* [EXERCISE DESCRIPTION]: Select, from the data, each line where "vintage" occurs.

* [INFORMATION GIVEN]:

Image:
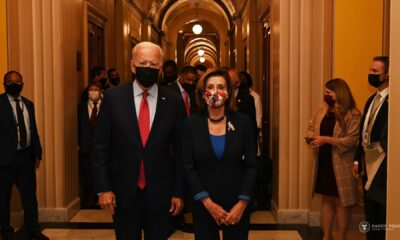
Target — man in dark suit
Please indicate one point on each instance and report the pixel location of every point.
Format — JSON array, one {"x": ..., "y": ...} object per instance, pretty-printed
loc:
[
  {"x": 87, "y": 118},
  {"x": 244, "y": 101},
  {"x": 135, "y": 175},
  {"x": 21, "y": 153},
  {"x": 374, "y": 129},
  {"x": 185, "y": 86}
]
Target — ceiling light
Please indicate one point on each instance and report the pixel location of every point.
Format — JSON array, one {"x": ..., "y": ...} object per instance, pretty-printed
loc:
[
  {"x": 200, "y": 52},
  {"x": 197, "y": 29}
]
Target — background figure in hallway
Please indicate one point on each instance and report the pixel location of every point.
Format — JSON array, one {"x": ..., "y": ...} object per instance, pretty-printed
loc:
[
  {"x": 170, "y": 72},
  {"x": 201, "y": 70},
  {"x": 21, "y": 154},
  {"x": 373, "y": 140},
  {"x": 113, "y": 77},
  {"x": 98, "y": 75},
  {"x": 87, "y": 117},
  {"x": 185, "y": 85},
  {"x": 333, "y": 133},
  {"x": 244, "y": 101},
  {"x": 219, "y": 153},
  {"x": 135, "y": 176}
]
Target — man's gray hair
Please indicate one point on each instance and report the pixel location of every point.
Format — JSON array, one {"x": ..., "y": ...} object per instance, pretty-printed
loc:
[{"x": 148, "y": 44}]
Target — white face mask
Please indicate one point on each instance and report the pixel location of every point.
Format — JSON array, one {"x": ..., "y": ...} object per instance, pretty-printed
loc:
[{"x": 94, "y": 95}]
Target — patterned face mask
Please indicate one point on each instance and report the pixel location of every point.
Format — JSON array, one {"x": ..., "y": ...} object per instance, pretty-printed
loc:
[{"x": 215, "y": 99}]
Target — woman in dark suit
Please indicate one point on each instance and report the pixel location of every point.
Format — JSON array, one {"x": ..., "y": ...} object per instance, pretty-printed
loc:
[{"x": 219, "y": 153}]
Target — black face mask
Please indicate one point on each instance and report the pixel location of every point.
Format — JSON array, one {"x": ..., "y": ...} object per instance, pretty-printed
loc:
[
  {"x": 147, "y": 76},
  {"x": 374, "y": 81},
  {"x": 103, "y": 81},
  {"x": 114, "y": 81},
  {"x": 13, "y": 89},
  {"x": 190, "y": 88}
]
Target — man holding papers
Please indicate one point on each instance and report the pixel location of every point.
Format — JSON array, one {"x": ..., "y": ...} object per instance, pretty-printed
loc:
[{"x": 371, "y": 158}]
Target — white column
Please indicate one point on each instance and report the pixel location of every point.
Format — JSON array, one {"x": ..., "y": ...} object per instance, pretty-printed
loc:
[{"x": 297, "y": 73}]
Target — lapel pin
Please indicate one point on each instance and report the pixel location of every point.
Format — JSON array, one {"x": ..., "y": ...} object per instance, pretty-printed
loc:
[{"x": 230, "y": 126}]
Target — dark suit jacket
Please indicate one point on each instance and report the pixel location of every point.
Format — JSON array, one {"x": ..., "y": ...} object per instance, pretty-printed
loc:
[
  {"x": 85, "y": 140},
  {"x": 232, "y": 175},
  {"x": 8, "y": 132},
  {"x": 377, "y": 190},
  {"x": 118, "y": 148},
  {"x": 245, "y": 104},
  {"x": 174, "y": 86}
]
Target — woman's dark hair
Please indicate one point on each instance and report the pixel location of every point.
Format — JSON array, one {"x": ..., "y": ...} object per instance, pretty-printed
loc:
[
  {"x": 344, "y": 98},
  {"x": 201, "y": 87}
]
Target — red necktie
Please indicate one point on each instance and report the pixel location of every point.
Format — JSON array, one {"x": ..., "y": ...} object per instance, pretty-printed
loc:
[
  {"x": 144, "y": 127},
  {"x": 187, "y": 104}
]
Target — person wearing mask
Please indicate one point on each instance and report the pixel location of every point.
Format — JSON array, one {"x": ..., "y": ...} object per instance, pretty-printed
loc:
[
  {"x": 97, "y": 75},
  {"x": 87, "y": 118},
  {"x": 201, "y": 69},
  {"x": 21, "y": 154},
  {"x": 244, "y": 101},
  {"x": 113, "y": 77},
  {"x": 135, "y": 176},
  {"x": 219, "y": 153},
  {"x": 333, "y": 133},
  {"x": 170, "y": 72},
  {"x": 185, "y": 85},
  {"x": 371, "y": 160},
  {"x": 246, "y": 83}
]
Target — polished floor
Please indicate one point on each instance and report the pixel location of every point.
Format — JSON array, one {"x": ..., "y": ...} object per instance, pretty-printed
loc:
[{"x": 96, "y": 225}]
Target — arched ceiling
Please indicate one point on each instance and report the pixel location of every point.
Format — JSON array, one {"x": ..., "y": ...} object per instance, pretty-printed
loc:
[
  {"x": 176, "y": 17},
  {"x": 178, "y": 7}
]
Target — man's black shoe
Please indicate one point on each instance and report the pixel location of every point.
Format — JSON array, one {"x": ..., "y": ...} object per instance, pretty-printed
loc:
[
  {"x": 7, "y": 236},
  {"x": 37, "y": 236}
]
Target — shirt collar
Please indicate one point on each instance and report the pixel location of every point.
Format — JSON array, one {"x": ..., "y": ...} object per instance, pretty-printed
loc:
[
  {"x": 137, "y": 90},
  {"x": 11, "y": 98},
  {"x": 384, "y": 92}
]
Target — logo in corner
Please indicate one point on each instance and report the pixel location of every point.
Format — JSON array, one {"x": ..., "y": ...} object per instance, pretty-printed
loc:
[{"x": 364, "y": 227}]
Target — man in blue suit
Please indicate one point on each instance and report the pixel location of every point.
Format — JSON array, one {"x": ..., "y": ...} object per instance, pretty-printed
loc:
[
  {"x": 21, "y": 153},
  {"x": 138, "y": 129}
]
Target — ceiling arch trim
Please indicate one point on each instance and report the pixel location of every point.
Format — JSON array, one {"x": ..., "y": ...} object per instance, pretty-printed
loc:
[{"x": 228, "y": 13}]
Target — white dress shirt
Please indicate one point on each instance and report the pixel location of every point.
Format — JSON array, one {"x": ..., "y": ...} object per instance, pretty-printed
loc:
[
  {"x": 151, "y": 100},
  {"x": 91, "y": 105},
  {"x": 258, "y": 105},
  {"x": 384, "y": 93},
  {"x": 182, "y": 90},
  {"x": 26, "y": 118}
]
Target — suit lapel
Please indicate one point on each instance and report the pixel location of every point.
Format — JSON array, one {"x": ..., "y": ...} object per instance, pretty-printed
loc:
[
  {"x": 131, "y": 112},
  {"x": 206, "y": 136},
  {"x": 228, "y": 136},
  {"x": 9, "y": 109},
  {"x": 160, "y": 110}
]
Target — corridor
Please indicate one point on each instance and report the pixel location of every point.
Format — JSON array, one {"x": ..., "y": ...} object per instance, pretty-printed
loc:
[{"x": 289, "y": 49}]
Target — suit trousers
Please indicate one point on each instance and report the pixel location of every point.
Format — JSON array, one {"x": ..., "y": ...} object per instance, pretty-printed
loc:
[
  {"x": 205, "y": 227},
  {"x": 22, "y": 173},
  {"x": 375, "y": 215},
  {"x": 129, "y": 223}
]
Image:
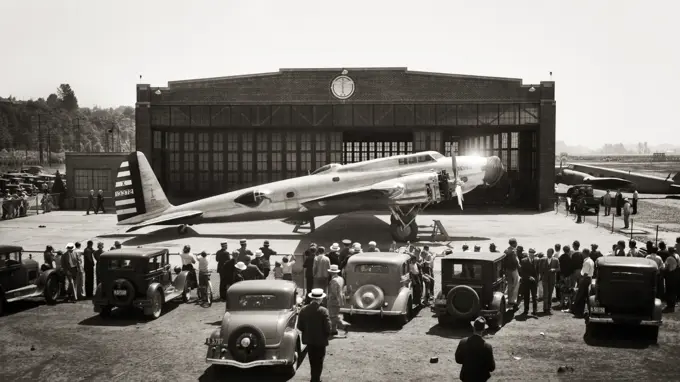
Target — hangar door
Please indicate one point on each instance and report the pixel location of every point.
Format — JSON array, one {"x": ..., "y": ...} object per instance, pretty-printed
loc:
[{"x": 361, "y": 147}]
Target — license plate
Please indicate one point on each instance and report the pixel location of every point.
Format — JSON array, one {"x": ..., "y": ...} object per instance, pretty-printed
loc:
[{"x": 213, "y": 341}]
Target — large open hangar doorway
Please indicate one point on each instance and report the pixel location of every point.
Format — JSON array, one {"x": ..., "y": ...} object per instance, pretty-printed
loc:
[{"x": 208, "y": 136}]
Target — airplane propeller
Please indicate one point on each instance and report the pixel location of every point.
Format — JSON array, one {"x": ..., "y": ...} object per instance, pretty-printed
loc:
[{"x": 458, "y": 190}]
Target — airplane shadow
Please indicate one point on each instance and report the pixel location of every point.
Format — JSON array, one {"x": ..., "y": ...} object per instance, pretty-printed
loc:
[{"x": 357, "y": 227}]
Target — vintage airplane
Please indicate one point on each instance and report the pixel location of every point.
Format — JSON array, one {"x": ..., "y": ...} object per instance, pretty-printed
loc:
[
  {"x": 609, "y": 179},
  {"x": 404, "y": 184}
]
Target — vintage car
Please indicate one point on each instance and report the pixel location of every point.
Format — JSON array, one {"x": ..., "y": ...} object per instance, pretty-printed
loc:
[
  {"x": 259, "y": 327},
  {"x": 140, "y": 278},
  {"x": 624, "y": 293},
  {"x": 472, "y": 285},
  {"x": 20, "y": 278},
  {"x": 378, "y": 283},
  {"x": 583, "y": 198}
]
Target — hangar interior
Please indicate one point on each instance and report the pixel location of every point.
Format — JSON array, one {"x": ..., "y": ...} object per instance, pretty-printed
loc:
[{"x": 205, "y": 137}]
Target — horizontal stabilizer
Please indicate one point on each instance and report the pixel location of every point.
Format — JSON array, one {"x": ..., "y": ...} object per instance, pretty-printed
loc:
[{"x": 168, "y": 219}]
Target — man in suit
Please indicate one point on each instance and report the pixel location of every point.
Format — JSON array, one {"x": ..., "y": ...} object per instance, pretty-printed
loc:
[
  {"x": 252, "y": 272},
  {"x": 315, "y": 324},
  {"x": 547, "y": 273},
  {"x": 475, "y": 355},
  {"x": 528, "y": 270}
]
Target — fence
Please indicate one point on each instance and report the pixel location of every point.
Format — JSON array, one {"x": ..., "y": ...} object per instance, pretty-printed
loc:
[
  {"x": 630, "y": 229},
  {"x": 31, "y": 205}
]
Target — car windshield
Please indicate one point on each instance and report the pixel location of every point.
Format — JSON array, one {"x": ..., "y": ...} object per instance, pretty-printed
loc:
[
  {"x": 258, "y": 302},
  {"x": 121, "y": 264},
  {"x": 372, "y": 268},
  {"x": 467, "y": 271}
]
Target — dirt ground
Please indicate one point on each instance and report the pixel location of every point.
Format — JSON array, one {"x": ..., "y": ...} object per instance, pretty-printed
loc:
[{"x": 69, "y": 342}]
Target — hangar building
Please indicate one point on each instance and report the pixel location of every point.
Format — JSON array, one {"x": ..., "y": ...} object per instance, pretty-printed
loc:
[{"x": 207, "y": 136}]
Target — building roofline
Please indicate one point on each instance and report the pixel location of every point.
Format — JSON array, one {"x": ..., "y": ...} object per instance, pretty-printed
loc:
[{"x": 339, "y": 70}]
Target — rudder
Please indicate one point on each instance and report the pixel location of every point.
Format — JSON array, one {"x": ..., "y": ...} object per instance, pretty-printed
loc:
[{"x": 137, "y": 190}]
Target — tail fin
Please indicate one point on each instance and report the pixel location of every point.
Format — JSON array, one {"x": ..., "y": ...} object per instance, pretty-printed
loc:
[{"x": 137, "y": 190}]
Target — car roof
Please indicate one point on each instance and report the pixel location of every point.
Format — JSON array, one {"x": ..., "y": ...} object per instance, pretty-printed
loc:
[
  {"x": 478, "y": 256},
  {"x": 10, "y": 248},
  {"x": 134, "y": 252},
  {"x": 624, "y": 261},
  {"x": 379, "y": 257},
  {"x": 263, "y": 286}
]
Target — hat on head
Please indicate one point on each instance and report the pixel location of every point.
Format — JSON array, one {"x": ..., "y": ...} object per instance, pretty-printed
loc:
[
  {"x": 479, "y": 324},
  {"x": 317, "y": 294}
]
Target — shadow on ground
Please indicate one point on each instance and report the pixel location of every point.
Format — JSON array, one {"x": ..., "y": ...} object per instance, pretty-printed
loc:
[
  {"x": 125, "y": 316},
  {"x": 620, "y": 336}
]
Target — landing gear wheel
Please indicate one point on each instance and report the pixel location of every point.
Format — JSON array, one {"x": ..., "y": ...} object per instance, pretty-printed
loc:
[
  {"x": 106, "y": 312},
  {"x": 404, "y": 234},
  {"x": 156, "y": 305}
]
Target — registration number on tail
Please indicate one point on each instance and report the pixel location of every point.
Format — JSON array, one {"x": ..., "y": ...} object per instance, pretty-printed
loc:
[{"x": 213, "y": 341}]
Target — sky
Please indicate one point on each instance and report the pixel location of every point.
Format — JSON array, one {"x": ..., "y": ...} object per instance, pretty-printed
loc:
[{"x": 615, "y": 63}]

* [RESULT OF THE EXERCISE]:
Target — vintage airplane
Target — vintage car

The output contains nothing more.